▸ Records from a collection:
· · · ·
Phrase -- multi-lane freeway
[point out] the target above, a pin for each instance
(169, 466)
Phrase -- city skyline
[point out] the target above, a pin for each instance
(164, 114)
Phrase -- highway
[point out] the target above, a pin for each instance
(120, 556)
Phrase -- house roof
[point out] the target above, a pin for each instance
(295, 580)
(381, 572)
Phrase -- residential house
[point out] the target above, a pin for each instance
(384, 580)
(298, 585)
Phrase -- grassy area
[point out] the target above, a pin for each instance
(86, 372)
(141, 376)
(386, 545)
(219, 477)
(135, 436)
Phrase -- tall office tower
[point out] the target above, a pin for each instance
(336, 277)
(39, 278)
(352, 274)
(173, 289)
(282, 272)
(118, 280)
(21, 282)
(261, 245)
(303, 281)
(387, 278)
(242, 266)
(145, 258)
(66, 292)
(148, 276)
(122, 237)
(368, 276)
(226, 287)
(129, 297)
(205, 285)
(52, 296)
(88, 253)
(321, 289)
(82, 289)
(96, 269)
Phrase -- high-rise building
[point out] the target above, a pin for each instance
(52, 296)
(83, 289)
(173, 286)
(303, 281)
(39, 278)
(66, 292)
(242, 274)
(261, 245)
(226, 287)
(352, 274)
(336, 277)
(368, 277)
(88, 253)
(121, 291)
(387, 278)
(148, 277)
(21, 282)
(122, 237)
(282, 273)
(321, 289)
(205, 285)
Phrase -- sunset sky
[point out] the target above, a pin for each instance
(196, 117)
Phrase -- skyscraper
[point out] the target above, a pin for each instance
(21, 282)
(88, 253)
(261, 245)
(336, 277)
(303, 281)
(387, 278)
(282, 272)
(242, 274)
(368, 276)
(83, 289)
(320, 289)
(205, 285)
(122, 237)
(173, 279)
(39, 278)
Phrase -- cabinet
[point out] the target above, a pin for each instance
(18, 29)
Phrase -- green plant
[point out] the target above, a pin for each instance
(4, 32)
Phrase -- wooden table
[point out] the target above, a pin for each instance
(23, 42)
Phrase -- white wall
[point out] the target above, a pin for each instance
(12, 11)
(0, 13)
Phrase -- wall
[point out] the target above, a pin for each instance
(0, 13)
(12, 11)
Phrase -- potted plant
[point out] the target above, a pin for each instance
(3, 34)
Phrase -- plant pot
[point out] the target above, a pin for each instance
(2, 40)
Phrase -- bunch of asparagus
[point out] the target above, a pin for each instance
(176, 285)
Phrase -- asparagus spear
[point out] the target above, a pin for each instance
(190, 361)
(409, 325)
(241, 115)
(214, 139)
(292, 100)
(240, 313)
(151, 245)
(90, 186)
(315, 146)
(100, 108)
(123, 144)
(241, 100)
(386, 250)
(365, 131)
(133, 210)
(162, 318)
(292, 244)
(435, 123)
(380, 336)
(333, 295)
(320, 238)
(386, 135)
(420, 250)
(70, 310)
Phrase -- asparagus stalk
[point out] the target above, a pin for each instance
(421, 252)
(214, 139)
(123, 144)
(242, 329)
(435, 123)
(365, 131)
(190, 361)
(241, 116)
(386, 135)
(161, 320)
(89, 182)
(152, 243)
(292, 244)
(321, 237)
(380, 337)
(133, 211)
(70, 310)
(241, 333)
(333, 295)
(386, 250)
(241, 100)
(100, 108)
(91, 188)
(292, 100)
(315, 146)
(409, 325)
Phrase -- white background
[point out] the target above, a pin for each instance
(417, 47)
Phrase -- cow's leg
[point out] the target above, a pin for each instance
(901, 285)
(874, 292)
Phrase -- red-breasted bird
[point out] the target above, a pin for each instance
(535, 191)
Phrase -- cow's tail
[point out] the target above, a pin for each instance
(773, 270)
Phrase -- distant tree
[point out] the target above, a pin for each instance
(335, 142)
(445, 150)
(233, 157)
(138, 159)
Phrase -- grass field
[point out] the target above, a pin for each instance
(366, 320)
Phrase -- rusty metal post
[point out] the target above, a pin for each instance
· · · ·
▸ PROBLEM TO SOLVE:
Above are the lines; repeat exactly the ones from the line containing "Phrase -- cabinet" down to the line containing "Phrase -- bunch of asparagus", both inclusive.

▸ REPLY TO THE EXERCISE:
Phrase -- cabinet
[point out] the target above, a pin for each instance
(18, 29)
Phrase -- green plant
[point out] the target above, a pin for each instance
(4, 32)
Phrase -- wooden table
[point out] the target above, a pin for each instance
(23, 42)
Phrase -- white wall
[point out] the target above, a pin for each instance
(12, 11)
(0, 13)
Phrase -- wall
[point out] the target above, a pin for each instance
(0, 13)
(12, 11)
Phrase -- potted plant
[point out] the target above, a pin for each instance
(3, 34)
Phrase -- plant pot
[point out] the target above, a pin for each instance
(2, 40)
Phrase -- bunch of asparagus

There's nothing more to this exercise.